### Seitentext
┌────────

Eichstätter Sozialpädagogische Arbeiten
Band 17
Klaus W. Stöhr:
Determinanten der Pflegebedürftigkeit von Patienten
mit einer chronifizierten schizophrenen Psychose
2005. - 150 S., ISBN 3-927728-63-2, Eur[D] 14,90
Trotz neuer Neuroleptika und verbesserter soziotherapeutischer
Behandlungsmöglichkeiten nehmen immer noch etwa 40 Prozent aller
Schizophrenie-Erkrankungen einen chronischen Verlauf. Teilweise
müssen die Patienten dauerhospitalisiert werden.
In der vorliegenden Untersuchung wurden chronisch schizophrene Patienten
eines psychiatrischen Wohnheims mit ebenfalls schwer chronisch schizophrenen
Institutsambulanzpatienten nach der Methode der statistischen Zwillinge mit
dem Ziel verglichen, Determinanten der Pflegebedürftigkeit zu eruieren.
Hinsichtlich des Schweregrades der Positiv- und Negativsymptomatik sowie der
globalen Psychopathologie finden sich nahezu keine Unterschiede zwischen den
Gruppen. Unterschiede zeigten sich bei den dauerhospitalisierten Patienten
hinsichtlich der geringeren Besorgnis um die eigene Gesundheit, der
verminderten Compliance, dem niedrigeren globalen Funktionsniveau, dem
früheren Ersterkrankungsalter, dem fehlenden Berufsabschluss und
hinsichtlich zusätzlicher neuropsychologischer Störungen (abstraktes
Denkens, Exekutivfunktionen).
In beiden Gruppen starben insbesondere die Väter früh, es gab gehäuft
psychiatrische Erkrankungen im familiären Umfeld sowie belastende
Ereignisse im Vorfeld der Ersterkrankung. Jeder vierte Patient berichtete
explizit über einen sexuellen Missbrauch in der Kindheit.

└────────

### Erfasste Daten
┌────────

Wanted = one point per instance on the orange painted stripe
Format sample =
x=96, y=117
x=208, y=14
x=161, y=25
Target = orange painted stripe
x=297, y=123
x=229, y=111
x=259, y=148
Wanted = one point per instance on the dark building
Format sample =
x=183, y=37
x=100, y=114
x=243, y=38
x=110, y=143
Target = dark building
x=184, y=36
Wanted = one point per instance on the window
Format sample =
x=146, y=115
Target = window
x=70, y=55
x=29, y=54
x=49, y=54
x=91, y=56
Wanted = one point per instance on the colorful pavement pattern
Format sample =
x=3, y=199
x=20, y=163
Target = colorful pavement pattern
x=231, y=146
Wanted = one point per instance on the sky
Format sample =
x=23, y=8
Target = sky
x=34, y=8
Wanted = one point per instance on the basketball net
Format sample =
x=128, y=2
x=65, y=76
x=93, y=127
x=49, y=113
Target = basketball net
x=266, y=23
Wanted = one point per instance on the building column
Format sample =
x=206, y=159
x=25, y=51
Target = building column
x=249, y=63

└────────

### Arbeitsanweisung
Schreiben Sie den Seitentext über die Pflegebedürftigkeit chronisch schizophrener Patienten im Anschluss an seinen letzten Satz weiter.

### Antwortbereich
Die Konsequenzen: Bei allen früh erkrankten Schizophrenen muss
eine frühzeitige neuropsychologische Diagnostik erfolgen; prophylaktische
Maßnahmen wie die Unterstützung durch social support, kognitives Training,
Psychoedukation des sozialen Umfeldes und eine medikamentöse sowie
supportiv-psychotherapeutische Betreuung möglichst durch eine
Institutsambulanz sind dringend notwendig.
Dr. phil. Klaus W. Stöhr, geboren 1954 in Wetter/Hessen, hat in Marburg
Psychologie studiert. Nach kurzer Tätigkeit als Stationspsychologe
an der Universitätsnervenklinik in Göttingen kam er 1982 ans
Klinikum Ingolstadt. Dort baute er die erste integrierte psychiatrische
Abteilung Bayerns, das „Zentrum für Psychiatrie und
Psychotherapie“, mit auf und wurde 1992 dessen leitender
Psychologe. Seit 2003 führt er den neu eingerichteten Bereich
„Psychologische Diagnostik und Therapie“.
Der Autor ist Fachpsychologe für Psychiatrie, Supervisor und
Psychologischer Psychotherapeut. 2004 wurde er an der Katholischen
Universität Eichstätt-Ingolstadt zum Dr. phil. promoviert. Er hat
eine Reihe von Vereinen initiiert und mitbegründet, die sich regional
und überregional für die Verbesserung der psychotherapeutischen
beziehungsweise psychiatrischen Versorgung einsetzen.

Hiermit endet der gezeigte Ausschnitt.